__DESCRIPTION OF THE TASK__.
Nothing in the entries may change when they are transcribed.

__THE INPUT__.

::::::

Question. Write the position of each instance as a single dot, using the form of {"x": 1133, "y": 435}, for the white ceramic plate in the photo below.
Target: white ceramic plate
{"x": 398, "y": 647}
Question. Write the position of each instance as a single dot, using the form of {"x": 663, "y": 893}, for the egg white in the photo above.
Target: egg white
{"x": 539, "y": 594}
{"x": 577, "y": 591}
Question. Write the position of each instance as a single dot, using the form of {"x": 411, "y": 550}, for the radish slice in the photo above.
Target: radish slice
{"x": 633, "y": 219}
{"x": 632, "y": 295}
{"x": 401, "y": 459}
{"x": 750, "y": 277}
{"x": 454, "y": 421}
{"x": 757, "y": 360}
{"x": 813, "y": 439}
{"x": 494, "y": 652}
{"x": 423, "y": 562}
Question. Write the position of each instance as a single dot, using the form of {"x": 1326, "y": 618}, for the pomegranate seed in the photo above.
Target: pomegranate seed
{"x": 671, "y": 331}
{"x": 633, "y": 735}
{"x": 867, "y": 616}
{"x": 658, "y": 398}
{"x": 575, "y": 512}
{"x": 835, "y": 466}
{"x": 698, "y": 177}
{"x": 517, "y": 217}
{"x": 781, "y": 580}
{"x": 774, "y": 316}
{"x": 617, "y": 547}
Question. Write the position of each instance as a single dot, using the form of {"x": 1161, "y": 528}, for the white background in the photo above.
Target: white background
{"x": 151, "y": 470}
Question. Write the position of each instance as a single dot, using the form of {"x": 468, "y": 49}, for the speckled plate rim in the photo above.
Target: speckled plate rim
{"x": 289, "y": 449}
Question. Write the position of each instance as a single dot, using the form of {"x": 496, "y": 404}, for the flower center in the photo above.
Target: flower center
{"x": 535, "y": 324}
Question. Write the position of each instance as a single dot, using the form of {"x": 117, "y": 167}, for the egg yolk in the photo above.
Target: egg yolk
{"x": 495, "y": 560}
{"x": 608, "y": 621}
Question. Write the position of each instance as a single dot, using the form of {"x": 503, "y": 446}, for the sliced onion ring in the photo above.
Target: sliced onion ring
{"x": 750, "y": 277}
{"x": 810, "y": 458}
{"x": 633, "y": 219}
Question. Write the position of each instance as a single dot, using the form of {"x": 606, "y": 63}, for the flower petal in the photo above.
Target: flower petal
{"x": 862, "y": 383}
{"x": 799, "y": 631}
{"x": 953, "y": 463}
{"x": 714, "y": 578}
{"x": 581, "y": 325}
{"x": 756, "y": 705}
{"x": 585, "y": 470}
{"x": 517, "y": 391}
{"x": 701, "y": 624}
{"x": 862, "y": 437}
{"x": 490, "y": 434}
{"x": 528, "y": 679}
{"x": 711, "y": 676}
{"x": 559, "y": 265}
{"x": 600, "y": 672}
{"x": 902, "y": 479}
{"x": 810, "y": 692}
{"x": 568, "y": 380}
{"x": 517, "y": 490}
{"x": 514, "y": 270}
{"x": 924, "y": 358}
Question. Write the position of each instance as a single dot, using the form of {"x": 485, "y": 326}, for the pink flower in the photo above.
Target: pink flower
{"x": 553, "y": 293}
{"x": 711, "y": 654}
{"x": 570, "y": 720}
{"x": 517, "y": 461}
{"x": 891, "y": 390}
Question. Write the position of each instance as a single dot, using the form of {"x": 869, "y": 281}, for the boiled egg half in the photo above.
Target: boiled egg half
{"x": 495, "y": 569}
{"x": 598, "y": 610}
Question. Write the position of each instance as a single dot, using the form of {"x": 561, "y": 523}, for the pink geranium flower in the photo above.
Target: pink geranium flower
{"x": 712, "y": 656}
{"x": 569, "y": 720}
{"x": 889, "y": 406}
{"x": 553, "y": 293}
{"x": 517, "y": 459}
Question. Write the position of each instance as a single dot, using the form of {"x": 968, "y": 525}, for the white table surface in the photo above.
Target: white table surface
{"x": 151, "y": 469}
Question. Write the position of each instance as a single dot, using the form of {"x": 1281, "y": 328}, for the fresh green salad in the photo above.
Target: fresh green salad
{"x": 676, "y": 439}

::::::

__SOLVED PROBLEM__.
Question. Write the position of each instance as a single dot, using the form of {"x": 1133, "y": 435}, for the white ceramic plate in the photo below.
Target: white ceramic plate
{"x": 398, "y": 647}
Question. Write the position of each instance as a single dot, using the form of {"x": 663, "y": 893}, for the egg white in the photo above.
Target: egg white
{"x": 539, "y": 594}
{"x": 577, "y": 591}
Question. Write the position of each instance as a single dot, using the form of {"x": 411, "y": 550}, for the radish slice in the photo above.
Target: radish slice
{"x": 633, "y": 219}
{"x": 632, "y": 295}
{"x": 401, "y": 459}
{"x": 750, "y": 277}
{"x": 454, "y": 421}
{"x": 757, "y": 360}
{"x": 813, "y": 439}
{"x": 494, "y": 652}
{"x": 423, "y": 562}
Question. Write the position of each instance as a single dot, using the form of {"x": 1326, "y": 618}, for the pomegranate seed in the photo above.
Target: pomegranate seed
{"x": 671, "y": 331}
{"x": 633, "y": 735}
{"x": 867, "y": 616}
{"x": 658, "y": 398}
{"x": 575, "y": 512}
{"x": 835, "y": 466}
{"x": 698, "y": 177}
{"x": 517, "y": 217}
{"x": 781, "y": 580}
{"x": 774, "y": 316}
{"x": 617, "y": 547}
Question. Write the position of each instance as a single dot, using the form of {"x": 1161, "y": 528}, for the white background in the photo above.
Target: white background
{"x": 151, "y": 470}
Question. Write the position of each instance as a single dot, using the form of {"x": 468, "y": 49}, for the speckled plate rim in the photo above.
Target: speckled plate rim
{"x": 289, "y": 449}
Question. Write the position of each instance as a single dot, using the form of {"x": 496, "y": 404}, for the flower center in the photo above.
Target: flower center
{"x": 535, "y": 324}
Question. Write the position of each instance as a single dot, using the form of {"x": 117, "y": 167}, for the egg yolk in the photo above.
Target: egg yolk
{"x": 495, "y": 560}
{"x": 608, "y": 621}
Question. Write the position of each instance as a single dot, using the form of {"x": 503, "y": 446}, for the sliced onion ring in the photo above.
Target: sliced onion ring
{"x": 750, "y": 277}
{"x": 810, "y": 458}
{"x": 633, "y": 219}
Question. Write the position of each instance as a single dot, using the form of {"x": 606, "y": 63}, for the flower petal in the photo above.
Target: flower petal
{"x": 862, "y": 383}
{"x": 799, "y": 631}
{"x": 953, "y": 463}
{"x": 714, "y": 578}
{"x": 581, "y": 325}
{"x": 756, "y": 705}
{"x": 585, "y": 470}
{"x": 517, "y": 391}
{"x": 701, "y": 624}
{"x": 862, "y": 437}
{"x": 490, "y": 434}
{"x": 528, "y": 679}
{"x": 711, "y": 676}
{"x": 559, "y": 265}
{"x": 600, "y": 672}
{"x": 902, "y": 479}
{"x": 810, "y": 692}
{"x": 568, "y": 380}
{"x": 517, "y": 490}
{"x": 514, "y": 270}
{"x": 924, "y": 358}
Question. Write the position of each instance as a single dot, using the form of {"x": 485, "y": 326}, for the pink flower in the photo above.
Target: pink flower
{"x": 553, "y": 293}
{"x": 711, "y": 654}
{"x": 570, "y": 720}
{"x": 517, "y": 461}
{"x": 891, "y": 390}
Question. Write the position of each instance as a single dot, using the form of {"x": 869, "y": 281}, for the boiled egg half in the photo above.
Target: boiled egg half
{"x": 495, "y": 569}
{"x": 598, "y": 610}
Question. Write the position of each instance as a single dot, using the form of {"x": 561, "y": 523}, for the pink geranium flower in the photo above.
Target: pink geranium flower
{"x": 712, "y": 656}
{"x": 569, "y": 720}
{"x": 889, "y": 406}
{"x": 553, "y": 293}
{"x": 517, "y": 459}
Question. Write the position of each instance as a single dot, using the form of {"x": 968, "y": 525}, for the white table surface in the photo above.
Target: white table surface
{"x": 151, "y": 469}
Question. Write the position of each instance as a single dot, using the form of {"x": 1281, "y": 328}, for the fresh green salad in the photo above.
Target: fresh green salad
{"x": 676, "y": 439}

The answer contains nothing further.